*Directive*.
Report how many lines of the records below contain the string "housing", treating uppercase and lowercase as distinct. Give only the number.

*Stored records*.

· · · · ·

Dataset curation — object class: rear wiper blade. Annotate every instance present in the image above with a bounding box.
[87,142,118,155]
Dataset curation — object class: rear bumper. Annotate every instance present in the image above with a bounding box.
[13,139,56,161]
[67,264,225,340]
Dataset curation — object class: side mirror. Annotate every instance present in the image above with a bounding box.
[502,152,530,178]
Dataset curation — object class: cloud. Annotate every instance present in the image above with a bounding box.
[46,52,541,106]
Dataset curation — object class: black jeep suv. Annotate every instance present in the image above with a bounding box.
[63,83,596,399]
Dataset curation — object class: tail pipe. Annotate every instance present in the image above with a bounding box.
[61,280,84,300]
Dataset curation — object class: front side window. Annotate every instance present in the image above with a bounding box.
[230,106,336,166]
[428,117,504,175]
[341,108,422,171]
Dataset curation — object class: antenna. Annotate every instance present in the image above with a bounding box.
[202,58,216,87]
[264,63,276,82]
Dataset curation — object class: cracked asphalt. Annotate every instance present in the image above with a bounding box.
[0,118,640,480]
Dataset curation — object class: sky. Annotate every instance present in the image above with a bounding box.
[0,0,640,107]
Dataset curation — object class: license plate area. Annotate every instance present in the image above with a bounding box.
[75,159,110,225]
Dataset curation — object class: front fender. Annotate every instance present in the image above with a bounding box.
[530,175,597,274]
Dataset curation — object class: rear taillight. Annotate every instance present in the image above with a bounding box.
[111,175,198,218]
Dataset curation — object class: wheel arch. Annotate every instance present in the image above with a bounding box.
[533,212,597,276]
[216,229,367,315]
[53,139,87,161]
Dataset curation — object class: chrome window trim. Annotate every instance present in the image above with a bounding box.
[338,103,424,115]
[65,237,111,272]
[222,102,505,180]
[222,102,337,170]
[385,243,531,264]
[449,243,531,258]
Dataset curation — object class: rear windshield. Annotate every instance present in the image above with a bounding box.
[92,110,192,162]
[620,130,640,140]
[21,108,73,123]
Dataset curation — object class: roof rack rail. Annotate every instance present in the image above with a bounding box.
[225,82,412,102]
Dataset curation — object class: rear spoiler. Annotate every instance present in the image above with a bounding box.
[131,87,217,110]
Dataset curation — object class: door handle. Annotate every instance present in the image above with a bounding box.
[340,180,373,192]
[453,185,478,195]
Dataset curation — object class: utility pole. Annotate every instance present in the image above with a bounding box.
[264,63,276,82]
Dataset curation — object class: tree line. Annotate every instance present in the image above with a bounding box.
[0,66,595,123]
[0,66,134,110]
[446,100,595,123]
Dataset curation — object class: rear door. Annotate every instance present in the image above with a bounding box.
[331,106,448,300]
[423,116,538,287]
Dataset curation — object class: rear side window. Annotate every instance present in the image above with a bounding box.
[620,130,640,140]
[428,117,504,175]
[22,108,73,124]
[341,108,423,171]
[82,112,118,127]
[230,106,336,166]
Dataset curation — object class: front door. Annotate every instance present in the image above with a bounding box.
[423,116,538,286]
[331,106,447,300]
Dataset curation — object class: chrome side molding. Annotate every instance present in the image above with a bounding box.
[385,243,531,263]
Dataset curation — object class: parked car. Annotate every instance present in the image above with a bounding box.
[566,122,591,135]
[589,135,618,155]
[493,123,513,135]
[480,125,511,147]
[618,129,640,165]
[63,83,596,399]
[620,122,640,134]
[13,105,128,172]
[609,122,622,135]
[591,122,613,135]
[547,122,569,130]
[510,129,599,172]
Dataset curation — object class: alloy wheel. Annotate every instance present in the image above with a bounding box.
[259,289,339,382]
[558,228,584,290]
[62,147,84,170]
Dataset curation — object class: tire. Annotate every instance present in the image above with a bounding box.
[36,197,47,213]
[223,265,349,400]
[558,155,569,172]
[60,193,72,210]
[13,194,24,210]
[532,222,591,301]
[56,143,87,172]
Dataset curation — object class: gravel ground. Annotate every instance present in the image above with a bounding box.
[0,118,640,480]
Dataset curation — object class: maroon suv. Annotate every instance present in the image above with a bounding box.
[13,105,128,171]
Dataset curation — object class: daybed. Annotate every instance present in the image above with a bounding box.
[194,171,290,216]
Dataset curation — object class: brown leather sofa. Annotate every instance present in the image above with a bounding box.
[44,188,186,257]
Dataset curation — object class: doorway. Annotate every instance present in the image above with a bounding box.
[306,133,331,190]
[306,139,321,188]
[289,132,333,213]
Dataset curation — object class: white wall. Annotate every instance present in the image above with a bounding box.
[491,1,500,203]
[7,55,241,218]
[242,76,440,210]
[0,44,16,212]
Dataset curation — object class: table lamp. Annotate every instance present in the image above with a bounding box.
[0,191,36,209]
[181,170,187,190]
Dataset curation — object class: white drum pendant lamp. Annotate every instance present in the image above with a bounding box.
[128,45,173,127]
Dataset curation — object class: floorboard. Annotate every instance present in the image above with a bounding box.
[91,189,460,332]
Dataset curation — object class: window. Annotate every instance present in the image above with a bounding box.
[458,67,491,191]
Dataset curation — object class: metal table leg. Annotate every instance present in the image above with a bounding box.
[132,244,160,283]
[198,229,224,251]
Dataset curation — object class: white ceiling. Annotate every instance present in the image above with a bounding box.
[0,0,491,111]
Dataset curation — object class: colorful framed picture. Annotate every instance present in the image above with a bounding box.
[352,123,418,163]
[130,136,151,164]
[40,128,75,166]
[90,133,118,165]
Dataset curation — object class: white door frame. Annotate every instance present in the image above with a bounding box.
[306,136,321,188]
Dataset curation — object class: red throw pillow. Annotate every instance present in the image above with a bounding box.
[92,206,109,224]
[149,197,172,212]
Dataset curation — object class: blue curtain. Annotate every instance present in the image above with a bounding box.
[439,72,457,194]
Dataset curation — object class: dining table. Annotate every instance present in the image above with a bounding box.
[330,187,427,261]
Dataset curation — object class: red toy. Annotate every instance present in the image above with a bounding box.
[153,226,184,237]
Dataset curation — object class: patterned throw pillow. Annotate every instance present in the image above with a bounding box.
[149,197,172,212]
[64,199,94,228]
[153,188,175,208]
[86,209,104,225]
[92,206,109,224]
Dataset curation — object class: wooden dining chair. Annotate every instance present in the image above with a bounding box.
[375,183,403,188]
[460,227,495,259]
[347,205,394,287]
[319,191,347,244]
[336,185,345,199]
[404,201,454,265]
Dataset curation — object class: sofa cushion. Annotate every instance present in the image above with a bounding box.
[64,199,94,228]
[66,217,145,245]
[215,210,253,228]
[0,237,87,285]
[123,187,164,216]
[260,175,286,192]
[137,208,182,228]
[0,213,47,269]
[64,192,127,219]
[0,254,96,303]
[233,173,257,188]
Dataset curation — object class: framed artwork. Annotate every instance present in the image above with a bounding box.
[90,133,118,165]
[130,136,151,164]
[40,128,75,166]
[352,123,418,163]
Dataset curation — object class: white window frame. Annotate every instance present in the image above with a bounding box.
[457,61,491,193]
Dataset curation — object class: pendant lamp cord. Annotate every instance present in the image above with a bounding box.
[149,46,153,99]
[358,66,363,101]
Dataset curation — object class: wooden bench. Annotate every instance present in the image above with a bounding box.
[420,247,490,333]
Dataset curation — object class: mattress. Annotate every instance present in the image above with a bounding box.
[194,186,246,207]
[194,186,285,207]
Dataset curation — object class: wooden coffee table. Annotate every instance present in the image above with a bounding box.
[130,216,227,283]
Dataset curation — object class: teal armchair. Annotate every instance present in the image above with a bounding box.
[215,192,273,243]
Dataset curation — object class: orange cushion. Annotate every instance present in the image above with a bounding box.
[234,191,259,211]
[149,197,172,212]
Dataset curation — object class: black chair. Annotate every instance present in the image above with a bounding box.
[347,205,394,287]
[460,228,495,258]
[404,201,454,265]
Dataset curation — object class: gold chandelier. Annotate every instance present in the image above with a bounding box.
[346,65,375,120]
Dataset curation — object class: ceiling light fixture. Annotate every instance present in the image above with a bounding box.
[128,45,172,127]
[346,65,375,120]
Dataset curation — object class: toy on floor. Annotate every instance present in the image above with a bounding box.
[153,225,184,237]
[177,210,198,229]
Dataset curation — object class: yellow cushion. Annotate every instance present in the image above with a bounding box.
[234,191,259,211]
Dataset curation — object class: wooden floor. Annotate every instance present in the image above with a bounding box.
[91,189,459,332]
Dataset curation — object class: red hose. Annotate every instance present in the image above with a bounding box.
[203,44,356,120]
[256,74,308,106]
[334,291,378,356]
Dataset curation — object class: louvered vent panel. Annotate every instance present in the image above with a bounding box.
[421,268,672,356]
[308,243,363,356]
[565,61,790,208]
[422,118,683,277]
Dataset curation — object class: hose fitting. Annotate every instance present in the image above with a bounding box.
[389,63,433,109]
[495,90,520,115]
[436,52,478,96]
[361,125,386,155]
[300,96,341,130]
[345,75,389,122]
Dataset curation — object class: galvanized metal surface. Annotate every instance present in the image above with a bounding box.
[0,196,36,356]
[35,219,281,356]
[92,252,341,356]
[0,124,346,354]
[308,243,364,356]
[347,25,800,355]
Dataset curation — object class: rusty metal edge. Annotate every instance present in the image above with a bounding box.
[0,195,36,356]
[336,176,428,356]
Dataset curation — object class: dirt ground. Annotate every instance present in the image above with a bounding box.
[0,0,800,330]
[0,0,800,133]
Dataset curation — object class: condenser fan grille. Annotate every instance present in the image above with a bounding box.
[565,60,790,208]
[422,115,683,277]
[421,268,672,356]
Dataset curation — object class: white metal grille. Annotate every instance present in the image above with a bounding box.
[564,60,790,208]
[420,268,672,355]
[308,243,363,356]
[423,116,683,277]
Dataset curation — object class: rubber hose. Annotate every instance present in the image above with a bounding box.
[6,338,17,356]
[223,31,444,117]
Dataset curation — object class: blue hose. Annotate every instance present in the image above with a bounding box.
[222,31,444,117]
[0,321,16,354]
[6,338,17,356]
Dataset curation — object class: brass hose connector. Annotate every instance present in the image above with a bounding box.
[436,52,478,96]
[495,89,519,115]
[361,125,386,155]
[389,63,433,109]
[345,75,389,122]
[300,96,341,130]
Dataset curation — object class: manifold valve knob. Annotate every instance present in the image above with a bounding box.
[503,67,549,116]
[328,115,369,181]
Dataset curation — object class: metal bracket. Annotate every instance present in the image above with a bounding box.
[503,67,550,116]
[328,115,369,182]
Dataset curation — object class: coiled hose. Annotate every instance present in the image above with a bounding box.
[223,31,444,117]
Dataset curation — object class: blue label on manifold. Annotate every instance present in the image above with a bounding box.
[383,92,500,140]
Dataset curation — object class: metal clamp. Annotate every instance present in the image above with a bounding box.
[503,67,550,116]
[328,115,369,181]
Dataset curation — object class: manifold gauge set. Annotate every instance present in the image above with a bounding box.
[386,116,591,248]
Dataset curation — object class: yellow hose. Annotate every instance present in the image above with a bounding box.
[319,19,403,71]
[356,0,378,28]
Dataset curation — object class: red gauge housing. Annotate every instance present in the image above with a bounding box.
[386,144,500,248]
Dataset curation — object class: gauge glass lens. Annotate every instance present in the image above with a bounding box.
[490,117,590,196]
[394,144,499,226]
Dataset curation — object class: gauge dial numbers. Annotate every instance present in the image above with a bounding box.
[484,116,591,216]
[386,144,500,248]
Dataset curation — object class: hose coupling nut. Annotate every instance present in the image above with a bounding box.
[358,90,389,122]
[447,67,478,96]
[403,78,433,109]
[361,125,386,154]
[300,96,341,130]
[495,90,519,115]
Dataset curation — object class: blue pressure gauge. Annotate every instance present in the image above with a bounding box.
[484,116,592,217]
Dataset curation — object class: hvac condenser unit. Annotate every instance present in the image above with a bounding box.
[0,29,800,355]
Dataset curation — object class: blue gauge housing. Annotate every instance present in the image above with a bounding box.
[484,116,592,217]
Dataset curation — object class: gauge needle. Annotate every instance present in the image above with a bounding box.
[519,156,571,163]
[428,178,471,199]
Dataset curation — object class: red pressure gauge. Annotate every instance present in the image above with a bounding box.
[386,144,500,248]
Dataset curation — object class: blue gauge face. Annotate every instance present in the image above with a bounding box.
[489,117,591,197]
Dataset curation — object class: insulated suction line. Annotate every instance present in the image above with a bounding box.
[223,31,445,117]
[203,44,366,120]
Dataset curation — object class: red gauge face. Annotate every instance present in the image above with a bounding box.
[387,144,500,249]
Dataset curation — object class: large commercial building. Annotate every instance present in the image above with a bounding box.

· · · · ·

*Written response*.
2